-- Work instruction --
Output all entries below exactly as they are given.

[Stored data]
===
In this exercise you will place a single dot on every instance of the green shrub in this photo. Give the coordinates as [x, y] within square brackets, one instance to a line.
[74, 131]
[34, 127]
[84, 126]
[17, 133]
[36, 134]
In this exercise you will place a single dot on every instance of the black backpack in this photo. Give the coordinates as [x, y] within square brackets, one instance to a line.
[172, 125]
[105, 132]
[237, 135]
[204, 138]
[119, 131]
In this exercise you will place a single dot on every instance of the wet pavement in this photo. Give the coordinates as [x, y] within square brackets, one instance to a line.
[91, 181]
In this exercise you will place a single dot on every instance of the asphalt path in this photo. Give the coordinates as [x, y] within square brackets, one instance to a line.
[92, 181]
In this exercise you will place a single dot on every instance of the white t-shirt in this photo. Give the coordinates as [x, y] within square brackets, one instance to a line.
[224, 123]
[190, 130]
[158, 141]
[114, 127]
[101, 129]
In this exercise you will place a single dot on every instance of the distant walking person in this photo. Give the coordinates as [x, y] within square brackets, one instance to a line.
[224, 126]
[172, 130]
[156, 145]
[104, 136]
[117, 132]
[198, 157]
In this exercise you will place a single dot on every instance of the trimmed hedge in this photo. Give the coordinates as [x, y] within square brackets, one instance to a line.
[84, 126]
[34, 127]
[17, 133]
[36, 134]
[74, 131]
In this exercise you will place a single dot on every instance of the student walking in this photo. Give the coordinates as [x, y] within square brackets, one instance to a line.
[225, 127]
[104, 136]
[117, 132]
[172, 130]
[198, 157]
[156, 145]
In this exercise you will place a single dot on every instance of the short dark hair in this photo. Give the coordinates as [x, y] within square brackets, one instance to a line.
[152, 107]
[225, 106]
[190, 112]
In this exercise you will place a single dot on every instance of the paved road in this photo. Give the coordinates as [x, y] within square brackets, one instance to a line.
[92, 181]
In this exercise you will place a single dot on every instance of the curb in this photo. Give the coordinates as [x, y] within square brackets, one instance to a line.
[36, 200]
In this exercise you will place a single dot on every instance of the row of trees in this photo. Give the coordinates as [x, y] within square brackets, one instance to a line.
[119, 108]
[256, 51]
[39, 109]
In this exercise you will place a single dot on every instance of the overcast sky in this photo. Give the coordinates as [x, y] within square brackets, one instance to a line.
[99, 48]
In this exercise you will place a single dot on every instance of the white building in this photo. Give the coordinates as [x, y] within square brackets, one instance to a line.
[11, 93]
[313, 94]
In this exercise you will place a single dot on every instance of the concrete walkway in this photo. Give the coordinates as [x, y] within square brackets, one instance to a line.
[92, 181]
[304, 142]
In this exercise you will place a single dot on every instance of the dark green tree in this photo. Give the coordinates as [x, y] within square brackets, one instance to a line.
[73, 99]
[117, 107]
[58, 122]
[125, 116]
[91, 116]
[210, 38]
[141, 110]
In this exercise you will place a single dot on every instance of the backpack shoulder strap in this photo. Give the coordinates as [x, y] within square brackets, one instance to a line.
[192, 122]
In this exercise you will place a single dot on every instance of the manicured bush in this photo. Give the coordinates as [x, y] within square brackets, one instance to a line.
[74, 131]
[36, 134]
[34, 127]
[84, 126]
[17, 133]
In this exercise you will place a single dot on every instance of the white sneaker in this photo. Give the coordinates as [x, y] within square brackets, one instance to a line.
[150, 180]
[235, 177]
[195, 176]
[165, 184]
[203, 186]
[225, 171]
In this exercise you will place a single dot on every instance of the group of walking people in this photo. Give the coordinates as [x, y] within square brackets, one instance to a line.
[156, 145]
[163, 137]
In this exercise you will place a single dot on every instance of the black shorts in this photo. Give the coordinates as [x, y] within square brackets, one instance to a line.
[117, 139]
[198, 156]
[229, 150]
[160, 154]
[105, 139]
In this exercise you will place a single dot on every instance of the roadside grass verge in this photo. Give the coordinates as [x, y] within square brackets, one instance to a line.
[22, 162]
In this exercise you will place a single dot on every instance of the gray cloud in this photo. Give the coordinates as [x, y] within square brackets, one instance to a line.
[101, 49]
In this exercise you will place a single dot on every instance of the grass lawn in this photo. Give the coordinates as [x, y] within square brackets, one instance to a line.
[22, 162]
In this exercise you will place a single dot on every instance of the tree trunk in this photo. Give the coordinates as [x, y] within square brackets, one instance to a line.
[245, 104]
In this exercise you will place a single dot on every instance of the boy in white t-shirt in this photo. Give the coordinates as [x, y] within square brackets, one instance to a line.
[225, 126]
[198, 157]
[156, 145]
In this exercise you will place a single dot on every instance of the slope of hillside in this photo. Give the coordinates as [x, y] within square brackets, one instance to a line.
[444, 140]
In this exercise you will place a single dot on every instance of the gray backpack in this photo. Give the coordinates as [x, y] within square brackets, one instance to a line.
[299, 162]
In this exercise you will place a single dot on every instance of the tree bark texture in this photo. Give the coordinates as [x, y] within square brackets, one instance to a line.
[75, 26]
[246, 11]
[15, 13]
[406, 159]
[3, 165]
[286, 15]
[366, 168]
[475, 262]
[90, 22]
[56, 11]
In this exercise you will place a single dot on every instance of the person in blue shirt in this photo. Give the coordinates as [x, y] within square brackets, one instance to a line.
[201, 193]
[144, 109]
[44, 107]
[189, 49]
===
-- Solution to this exercise --
In this exercise you will place a single dot on every instance of the green shrub in this photo. Give the coordinates as [x, y] within square brackets, one instance to a line.
[74, 131]
[34, 127]
[84, 126]
[17, 133]
[36, 134]
In this exercise you will place a single dot on every instance of the black backpack in this photo. Give the coordinates as [x, y] within square brackets, one instance to a line.
[172, 125]
[105, 132]
[237, 135]
[204, 138]
[119, 131]
In this exercise you will place a single dot on every instance of the wet pavement in this photo. Give the coordinates as [x, y] within square brackets, one instance to a line.
[91, 181]
In this exercise you will place a single dot on every instance of the asphalt path in this photo. Give the coordinates as [x, y] within square brackets, one instance to a line.
[92, 181]
In this exercise you will place a single dot on every instance of the white t-shirt in this photo. Give the coordinates as [x, y] within square brackets, one instance to a line.
[224, 123]
[190, 130]
[158, 141]
[114, 127]
[101, 129]
In this exercise you will place a single dot on every instance of the distant walking person in this photo. Give the coordinates as [x, y] within square brackets, one instance to a line.
[224, 126]
[172, 130]
[156, 145]
[104, 136]
[117, 132]
[198, 157]
In this exercise you will place a single dot on every instance of the trimmed hedge in this photo. Give the coordinates as [x, y] within square brackets, one instance to a line.
[84, 126]
[34, 127]
[17, 133]
[36, 134]
[74, 131]
In this exercise you will place a single dot on every instance of the student walking in this photo. Give the coordinates as [x, y] within square brackets, one instance to a line.
[225, 127]
[104, 136]
[117, 132]
[172, 130]
[198, 157]
[156, 145]
In this exercise you will place a single dot on every instance of the short dark hair in this photo. Give the coordinates as [x, y] within square brackets, one instance to a line.
[152, 107]
[225, 106]
[190, 112]
In this exercise you will place a single dot on every instance of the paved road in this photo. Give the coordinates as [x, y] within square brackets, one instance to a line.
[92, 181]
In this exercise you will place a single dot on every instance of the curb in this photo. Give the coordinates as [x, y] within square brackets, one instance to a line.
[36, 200]
In this exercise you will place a single dot on every instance of the row of trees in this photo. Give the coordinates as [x, y] within square brackets, one instance to a line.
[119, 108]
[256, 51]
[39, 109]
In this exercise you will place a single dot on every instance of the overcast sky in this photo. Give the coordinates as [x, y] within square brackets, one instance to a line.
[99, 48]
In this exercise you will place a single dot on every instance of the white building in this photo. Give the coordinates as [x, y] within square brackets, one instance to a line.
[11, 93]
[313, 94]
In this exercise you will place a single dot on every instance of the concrete walkway in this photo. Give the coordinates as [x, y] within square brackets, one instance to a line.
[92, 181]
[304, 142]
In this exercise you will place a single dot on every instance of the dark green tree in this photo. Give the coordinates as [x, y] within square brackets, one instance to a line.
[73, 99]
[117, 107]
[58, 122]
[125, 116]
[91, 116]
[210, 38]
[141, 110]
In this exercise you will place a single dot on every instance of the backpack shoulder strap in this photo. Give the coordinates as [x, y] within square brackets, one instance to a line.
[192, 122]
In this exercise you will place a single dot on every instance of the manicured bush in this photo. Give the coordinates as [x, y] within square brackets, one instance to a line.
[74, 131]
[36, 134]
[34, 127]
[84, 126]
[17, 133]
In this exercise you will place a single dot on every instance of the white sneaker in this photo. Give the coordinates as [x, y] within square brackets, one instance to a line.
[150, 180]
[235, 177]
[195, 176]
[165, 184]
[203, 186]
[225, 171]
In this exercise you will place a single dot on every instance of the group of walking people in this photo. Give the coordinates as [x, y] within square brackets, one instance to a line.
[156, 145]
[163, 137]
In this exercise you will place a single dot on every instance of the black shorts in this photo. Give the coordinates as [x, y] within square brackets, one instance to a line.
[117, 139]
[198, 156]
[229, 150]
[160, 154]
[105, 139]
In this exercise you will place a single dot on every instance of the roadside grass verge in this photo. Give the coordinates as [x, y] within square brackets, one instance to a line.
[22, 162]
In this exercise you will place a single dot on every instance of the gray cloud in this photo. Give the coordinates as [x, y] within square brackets, one instance to a line.
[101, 49]
In this exercise you will place a single dot on every instance of the grass lawn in this photo. Give the coordinates as [x, y] within square brackets, one instance to a line.
[22, 162]
In this exercise you will place a single dot on every instance of the tree trunk in this photo. Give the coordinates as [x, y] within square brackets, one instance to a line.
[245, 104]
In this exercise you will place a single dot on every instance of the boy in white t-shirt in this photo. Give the coordinates as [x, y] within square brackets, one instance to a line.
[225, 126]
[198, 157]
[156, 145]
In this exercise you will place a single dot on every instance of the slope of hillside in this photo. Give the coordinates as [x, y] within square brackets, one instance to a line.
[444, 140]
In this exercise you will place a single dot on every instance of the gray backpack in this photo. Give the coordinates as [x, y] within square brackets, one instance to a line.
[299, 162]
In this exercise you will place a single dot on every instance of the tree bark texture in this photo. Give the coordinates as [x, y] within square brackets, one instance to a line.
[75, 26]
[246, 11]
[15, 13]
[406, 159]
[3, 165]
[286, 15]
[366, 168]
[475, 262]
[90, 22]
[56, 11]
In this exercise you will place a single dot on every instance of the person in blue shirt in this photo. Give the coordinates as [x, y] within square brackets, one instance to a line.
[201, 193]
[144, 109]
[44, 107]
[189, 49]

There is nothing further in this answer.